• [Verilen metin]
········

GELİNLİK HAYALLERİNDE KALDI
Koca, aile ve çevre şiddeti gören üç kadının yürek burkan
hayat dramını anlattığımız yazı dizisinde üçüncü konuğumuz 36 yaşındaki Ş.Ö.’nün,
hayallerini kurduğu gelinliği dahi giyemediği şiddet ve acılarla dolu hikayesi
sizlerle
DEDİKODULAR
HAYATINI KARARTTI
Genç bir
kızken, aşık olduğu akrabasının tecavüzüne uğradı. Köyde çıkan dedikodular
yüzünden hayallerini kurduğu gelinliği giyemeden kendisinden 25 yaş büyük
biriyle evlenmek zorunda kaldı. Hayat ondan sonra Ş.Ö için çekilmez oldu.
TEK SUÇU
GENÇ OLMAKTI
Kocası
kendinden 25 yaş büyük olmasından dolayı sorunlar yaşamaya başlayan genç kadın
ve çocukları yıllarca şiddete maruz kaldı. Yaşananlar karşısında kocasından
boşanmaya karar veren kadın şimdi iki oğlunun, kendisine bu acıları yaşatan
erkekler gibi olmamaları için elinden geleni yapıyor.
Hayalleri
olan genç bir kızdı. Aile baskısının yanında toplum baskısıyla hep erkeklerden
uzak durmayı öğrenmişti. Fakat ergenlik dönemine geldiğinde damarlarında hızlı
akmaya başlayan kan onu çevresinin yanlış diye adlandırdığı hatalara
sürüklemişti. Ailenin korktuğu gibi uzakta değildi tehlike. Tam da ailenin
içindeydi. Amcasının oğlu göz koymuştu küçük yaşta. Ş.Ö.’nün yaşadıklarını kendi ağzından
dinliyoruz:
‘EVLENECEĞİM’
VAADİNE KANDI
“Daha
küçüktüm ve çevremde farklı gözle gördüğüm ilk erkek o olmuştu. Bir anda gönlüm
kaymıştı. Akraba da olunca hep yan yana hep iç içe vakit geçirdik. Bu da sonu acı
biten olaylara sebep oldu. Amcamın oğlu ‘Evleneceğim seninle’ diye vaatlerde
verince inanmıştım. Düşündüğüm tek şey gönlümü kaptırdığım gençle evlenmekti.
Bir gelinlik kadar tertemiz hayaller içindeydim.

········

• [Verilen kayıtlar]
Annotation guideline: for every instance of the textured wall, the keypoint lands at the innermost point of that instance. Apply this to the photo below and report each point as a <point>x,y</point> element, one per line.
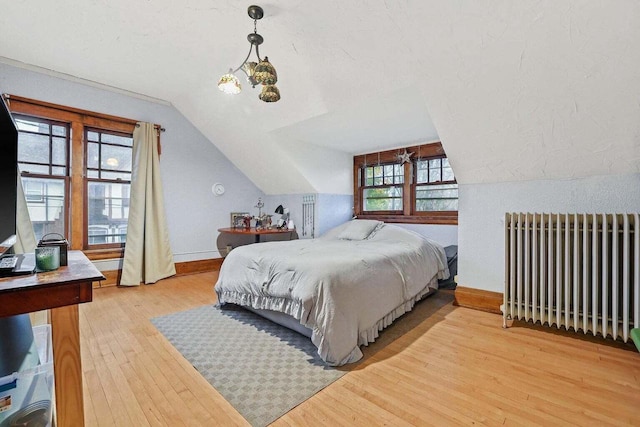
<point>483,207</point>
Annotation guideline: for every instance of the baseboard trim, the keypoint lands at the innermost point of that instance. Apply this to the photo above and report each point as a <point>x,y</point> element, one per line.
<point>478,299</point>
<point>112,277</point>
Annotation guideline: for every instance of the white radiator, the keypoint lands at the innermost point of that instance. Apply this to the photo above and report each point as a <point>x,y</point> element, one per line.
<point>577,271</point>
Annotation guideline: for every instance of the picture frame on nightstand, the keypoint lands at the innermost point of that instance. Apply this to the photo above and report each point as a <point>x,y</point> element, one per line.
<point>237,219</point>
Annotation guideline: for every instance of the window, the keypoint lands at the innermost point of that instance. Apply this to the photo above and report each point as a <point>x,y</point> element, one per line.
<point>43,159</point>
<point>108,165</point>
<point>423,190</point>
<point>382,191</point>
<point>436,188</point>
<point>76,172</point>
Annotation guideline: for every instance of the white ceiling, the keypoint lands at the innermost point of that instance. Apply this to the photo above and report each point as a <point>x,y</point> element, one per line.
<point>516,90</point>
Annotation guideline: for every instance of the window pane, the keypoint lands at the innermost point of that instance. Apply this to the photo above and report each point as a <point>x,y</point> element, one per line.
<point>368,174</point>
<point>108,211</point>
<point>423,171</point>
<point>117,139</point>
<point>447,173</point>
<point>123,176</point>
<point>383,199</point>
<point>59,151</point>
<point>33,148</point>
<point>116,158</point>
<point>45,201</point>
<point>437,197</point>
<point>58,171</point>
<point>59,130</point>
<point>434,172</point>
<point>93,136</point>
<point>92,155</point>
<point>24,124</point>
<point>38,169</point>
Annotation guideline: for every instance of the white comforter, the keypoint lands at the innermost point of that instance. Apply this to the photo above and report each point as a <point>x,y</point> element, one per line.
<point>345,291</point>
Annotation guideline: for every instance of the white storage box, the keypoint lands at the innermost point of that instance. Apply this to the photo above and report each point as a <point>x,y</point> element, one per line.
<point>26,397</point>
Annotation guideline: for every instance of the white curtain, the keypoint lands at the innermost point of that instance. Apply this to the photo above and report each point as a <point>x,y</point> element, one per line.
<point>147,254</point>
<point>25,237</point>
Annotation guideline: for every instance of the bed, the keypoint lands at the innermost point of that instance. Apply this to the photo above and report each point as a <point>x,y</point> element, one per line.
<point>342,288</point>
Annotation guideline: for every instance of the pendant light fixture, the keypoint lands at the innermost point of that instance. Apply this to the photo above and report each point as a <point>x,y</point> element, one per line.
<point>261,72</point>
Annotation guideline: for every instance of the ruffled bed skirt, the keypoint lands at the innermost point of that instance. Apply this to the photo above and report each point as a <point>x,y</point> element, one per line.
<point>295,309</point>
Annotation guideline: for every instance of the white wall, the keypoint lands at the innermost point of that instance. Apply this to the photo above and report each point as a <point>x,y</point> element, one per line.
<point>190,164</point>
<point>482,209</point>
<point>446,235</point>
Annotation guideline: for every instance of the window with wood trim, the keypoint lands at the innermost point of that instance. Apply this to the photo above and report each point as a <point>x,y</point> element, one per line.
<point>76,169</point>
<point>421,190</point>
<point>43,159</point>
<point>108,174</point>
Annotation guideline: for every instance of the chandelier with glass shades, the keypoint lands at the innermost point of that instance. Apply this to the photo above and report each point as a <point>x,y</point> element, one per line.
<point>261,72</point>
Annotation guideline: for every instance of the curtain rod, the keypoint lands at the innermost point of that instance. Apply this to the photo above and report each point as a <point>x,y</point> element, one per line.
<point>160,128</point>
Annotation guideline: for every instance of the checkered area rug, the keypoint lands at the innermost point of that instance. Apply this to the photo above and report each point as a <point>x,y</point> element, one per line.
<point>261,368</point>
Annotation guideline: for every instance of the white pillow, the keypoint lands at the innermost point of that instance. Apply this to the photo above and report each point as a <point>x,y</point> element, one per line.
<point>359,229</point>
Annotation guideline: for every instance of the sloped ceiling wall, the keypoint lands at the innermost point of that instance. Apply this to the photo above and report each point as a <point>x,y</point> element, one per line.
<point>515,90</point>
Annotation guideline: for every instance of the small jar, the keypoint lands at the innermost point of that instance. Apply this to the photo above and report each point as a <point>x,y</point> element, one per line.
<point>47,258</point>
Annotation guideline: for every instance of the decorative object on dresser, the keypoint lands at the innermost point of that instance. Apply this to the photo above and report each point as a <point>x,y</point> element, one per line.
<point>577,271</point>
<point>237,219</point>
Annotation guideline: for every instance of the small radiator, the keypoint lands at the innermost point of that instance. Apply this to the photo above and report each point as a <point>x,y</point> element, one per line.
<point>577,271</point>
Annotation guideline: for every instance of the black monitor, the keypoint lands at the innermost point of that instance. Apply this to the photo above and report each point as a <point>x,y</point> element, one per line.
<point>8,171</point>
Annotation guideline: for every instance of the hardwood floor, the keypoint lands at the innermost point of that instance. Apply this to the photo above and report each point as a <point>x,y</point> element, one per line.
<point>456,367</point>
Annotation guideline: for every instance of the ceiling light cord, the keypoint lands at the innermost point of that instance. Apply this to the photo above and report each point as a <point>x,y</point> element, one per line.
<point>261,72</point>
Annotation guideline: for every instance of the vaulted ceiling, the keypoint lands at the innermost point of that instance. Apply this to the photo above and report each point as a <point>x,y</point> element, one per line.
<point>515,90</point>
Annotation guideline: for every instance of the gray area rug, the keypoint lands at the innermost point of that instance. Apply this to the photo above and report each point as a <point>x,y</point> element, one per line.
<point>261,368</point>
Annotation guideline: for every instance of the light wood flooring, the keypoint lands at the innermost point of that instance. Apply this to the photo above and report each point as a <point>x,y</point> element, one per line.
<point>456,367</point>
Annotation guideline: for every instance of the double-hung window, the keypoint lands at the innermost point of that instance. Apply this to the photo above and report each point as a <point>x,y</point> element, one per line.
<point>108,172</point>
<point>383,188</point>
<point>76,172</point>
<point>43,159</point>
<point>413,184</point>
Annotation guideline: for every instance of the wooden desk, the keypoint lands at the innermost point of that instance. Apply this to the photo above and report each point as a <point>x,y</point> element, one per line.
<point>254,232</point>
<point>61,291</point>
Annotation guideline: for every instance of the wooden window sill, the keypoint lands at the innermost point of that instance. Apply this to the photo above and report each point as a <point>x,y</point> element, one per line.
<point>98,254</point>
<point>443,218</point>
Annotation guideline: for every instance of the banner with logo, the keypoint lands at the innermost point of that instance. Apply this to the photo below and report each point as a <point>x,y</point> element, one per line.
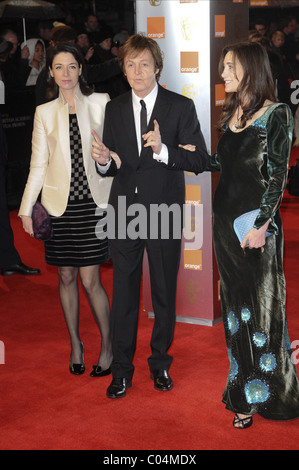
<point>191,34</point>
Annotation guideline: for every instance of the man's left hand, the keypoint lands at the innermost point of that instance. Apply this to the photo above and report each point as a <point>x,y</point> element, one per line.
<point>153,139</point>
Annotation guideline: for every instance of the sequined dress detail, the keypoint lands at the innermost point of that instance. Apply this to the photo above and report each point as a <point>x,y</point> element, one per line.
<point>253,167</point>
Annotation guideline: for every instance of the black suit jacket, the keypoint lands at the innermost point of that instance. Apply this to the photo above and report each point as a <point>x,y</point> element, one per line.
<point>156,183</point>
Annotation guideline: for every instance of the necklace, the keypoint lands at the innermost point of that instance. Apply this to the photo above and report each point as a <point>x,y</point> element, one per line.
<point>235,126</point>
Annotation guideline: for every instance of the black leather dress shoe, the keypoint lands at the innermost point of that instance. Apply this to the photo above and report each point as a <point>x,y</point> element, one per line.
<point>99,372</point>
<point>118,387</point>
<point>77,369</point>
<point>161,379</point>
<point>19,268</point>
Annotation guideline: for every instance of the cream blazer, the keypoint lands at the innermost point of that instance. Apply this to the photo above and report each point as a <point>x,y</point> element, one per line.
<point>50,166</point>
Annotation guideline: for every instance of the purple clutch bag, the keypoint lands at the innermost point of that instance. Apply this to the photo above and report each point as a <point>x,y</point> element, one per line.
<point>41,223</point>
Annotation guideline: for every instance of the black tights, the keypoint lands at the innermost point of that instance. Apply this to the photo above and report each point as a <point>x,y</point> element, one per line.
<point>99,303</point>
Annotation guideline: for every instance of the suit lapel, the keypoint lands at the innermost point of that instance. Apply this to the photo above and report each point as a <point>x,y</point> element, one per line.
<point>159,113</point>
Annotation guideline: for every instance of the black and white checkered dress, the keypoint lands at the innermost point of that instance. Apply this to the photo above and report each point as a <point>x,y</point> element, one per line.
<point>75,241</point>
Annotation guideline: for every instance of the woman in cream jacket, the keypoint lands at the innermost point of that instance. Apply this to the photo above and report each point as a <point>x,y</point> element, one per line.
<point>63,171</point>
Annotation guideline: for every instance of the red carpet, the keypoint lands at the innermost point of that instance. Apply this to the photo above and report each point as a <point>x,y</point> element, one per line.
<point>44,407</point>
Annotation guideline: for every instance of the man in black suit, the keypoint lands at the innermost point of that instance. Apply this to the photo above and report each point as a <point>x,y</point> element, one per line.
<point>148,173</point>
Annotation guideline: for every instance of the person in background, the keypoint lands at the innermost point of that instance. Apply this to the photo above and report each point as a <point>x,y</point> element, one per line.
<point>15,68</point>
<point>83,42</point>
<point>261,26</point>
<point>252,157</point>
<point>62,170</point>
<point>43,32</point>
<point>36,59</point>
<point>91,23</point>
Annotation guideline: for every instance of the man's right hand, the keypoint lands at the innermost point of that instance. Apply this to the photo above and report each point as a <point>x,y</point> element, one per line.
<point>101,154</point>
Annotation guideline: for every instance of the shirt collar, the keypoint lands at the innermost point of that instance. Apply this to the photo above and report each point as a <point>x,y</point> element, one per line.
<point>149,99</point>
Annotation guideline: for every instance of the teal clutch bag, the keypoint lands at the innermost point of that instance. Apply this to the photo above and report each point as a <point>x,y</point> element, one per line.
<point>244,223</point>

········

• [Talimat 1] Ş.Ö.'nün hikayesini anlatan metinde "GELİNLİK HAYALLERİNDE KALDI" ifadesinden "için çekilmez oldu." ifadesine kadar olan bölümü yeniden yaz. Bunu yaparken "gelinliği" ifadesini "düğün elbisesini" ifadesiyle değiştir.
• [Talimat 2] Ş.Ö.'nün hikayesini anlatan metni kaldığı yerden devam ettir.

• [Görev yanıtı 1]
GELİNLİK HAYALLERİNDE KALDI
Koca, aile ve çevre şiddeti gören üç kadının yürek burkan
hayat dramını anlattığımız yazı dizisinde üçüncü konuğumuz 36 yaşındaki Ş.Ö.’nün,
hayallerini kurduğu düğün elbisesini dahi giyemediği şiddet ve acılarla dolu hikayesi
sizlerle
DEDİKODULAR
HAYATINI KARARTTI
Genç bir
kızken, aşık olduğu akrabasının tecavüzüne uğradı. Köyde çıkan dedikodular
yüzünden hayallerini kurduğu düğün elbisesini giyemeden kendisinden 25 yaş büyük
biriyle evlenmek zorunda kaldı. Hayat ondan sonra Ş.Ö için çekilmez oldu.

• [Görev yanıtı 2]
AŞKI İÇİN
TECAVÜZE GÖZ YUMDU
17
yaşındaki her genç kız gibi benim de güzel hayallerim vardı. Sonra bir anda her
şey değişti. Amcamın oğlu olduğu için fazlaca güvendiğim bu genç bu güveni
suistimal etmişti. Bana zorla sahip olmuştu. Ne yaşadığımı dahi fark etmeden
her şey olup bitmişti. Ben her şeye rağmen çok aşıktım. Bu iğrenç olayı da hiç
kimseyle paylaşmadım. Nasılsa evleneceğiz diye düşünüyordum. Ailem duysa
olacakları biliyordum. Sevdiğim insanı zor durumda bırakmak istemediğim için
yaşadıklarımı kendime sakladım. Ömür boyu da saklamayı planlıyordum.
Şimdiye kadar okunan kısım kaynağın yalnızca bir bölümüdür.